▶ _WORK REQUIRED_
Repeat the entries below exactly as they appear, with no pictures.

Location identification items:
++++++

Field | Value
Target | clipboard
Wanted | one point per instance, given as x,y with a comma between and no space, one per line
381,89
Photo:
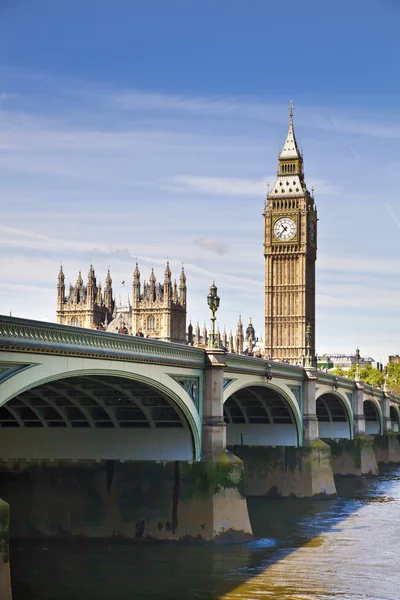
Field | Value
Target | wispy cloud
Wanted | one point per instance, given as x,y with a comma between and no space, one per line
229,186
212,245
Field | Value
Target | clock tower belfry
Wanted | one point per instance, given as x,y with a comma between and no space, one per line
290,250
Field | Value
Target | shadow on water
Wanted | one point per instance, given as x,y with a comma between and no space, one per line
99,571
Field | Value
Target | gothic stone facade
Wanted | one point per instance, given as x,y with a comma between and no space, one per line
84,305
290,250
157,310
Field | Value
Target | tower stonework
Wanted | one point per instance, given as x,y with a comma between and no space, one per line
84,306
290,250
158,310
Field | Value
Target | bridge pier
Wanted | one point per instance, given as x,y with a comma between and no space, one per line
225,504
5,577
303,471
387,448
353,457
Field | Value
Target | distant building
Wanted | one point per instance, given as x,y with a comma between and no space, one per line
345,361
395,358
157,310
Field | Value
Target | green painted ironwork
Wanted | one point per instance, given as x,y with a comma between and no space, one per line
191,385
23,335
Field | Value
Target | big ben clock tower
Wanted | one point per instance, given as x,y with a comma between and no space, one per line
290,250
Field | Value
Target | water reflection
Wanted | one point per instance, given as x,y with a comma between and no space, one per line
324,549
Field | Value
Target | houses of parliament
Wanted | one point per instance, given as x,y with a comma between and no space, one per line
158,310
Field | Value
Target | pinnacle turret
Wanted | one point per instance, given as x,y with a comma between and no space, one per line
79,281
290,148
167,274
61,277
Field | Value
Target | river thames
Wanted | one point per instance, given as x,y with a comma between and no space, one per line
346,548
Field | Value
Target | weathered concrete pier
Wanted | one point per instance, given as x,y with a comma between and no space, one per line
106,435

++++++

▶ _ANSWER TO THIS PROBLEM_
Field | Value
Target | clipboard
Wanted | one point per instance, given as x,y with a comma between and no space, one per line
381,89
Photo:
Field | Value
Target | wispy cloud
Wanted | one point per instance, given as x,y with a comma between and no space, one per line
229,186
212,245
Field | Value
Target | clock tower belfry
Wanted | one point per instance, given as x,y with a comma between and no space, one per line
290,250
Field | Value
Target | shadow on water
Wanted | one point per instance, given as x,y with a comma between and no space, one per line
99,571
Field | Value
Target | gothic stone facade
Wanted | one point per instance, given as x,y with a comma between and no space, one per line
84,305
290,250
157,310
Field | Value
Target | tower stonework
Wanted | one point per instance, given as x,y with a comma between and no space, one per line
84,306
290,250
158,310
Field | Value
Target | bridge pier
Wanted | one point per instance, given as x,y with a comma between and no space, one per line
225,504
5,577
303,471
387,448
353,457
Field | Value
Target | distant building
Wanted | one point per instance, given as x,y with a comma between and no space, one per line
345,361
395,358
157,310
Field | Value
Target | green painted ironwork
Wanted | one point per instance, given as x,y with a comma between and no space, one per line
191,385
23,335
Field | Value
Target | big ben clock tower
Wanted | one point per instance, given as x,y with a comma between and no space, one per line
290,250
Field | Value
Target | water reflection
Wanted | one point per instance, given as x,y with a comma between and no space, one per line
324,549
Field | Value
Target | houses of parliament
Wanted | one point per instance, given as x,y with a comma between and no space, one per line
158,310
Field | Value
Target | pinnacle turret
Wanted | one point per instance, given as x,y with a comma between and no space, one per line
79,281
290,148
167,274
61,277
Field | Value
Target | river thames
Wanted | one point per instance, given as x,y with a comma between and no space, one per line
346,548
Field | Value
Target | weathered concrete pier
Wanted | one point per instance, given as x,y with a comma between and no space, one per line
106,435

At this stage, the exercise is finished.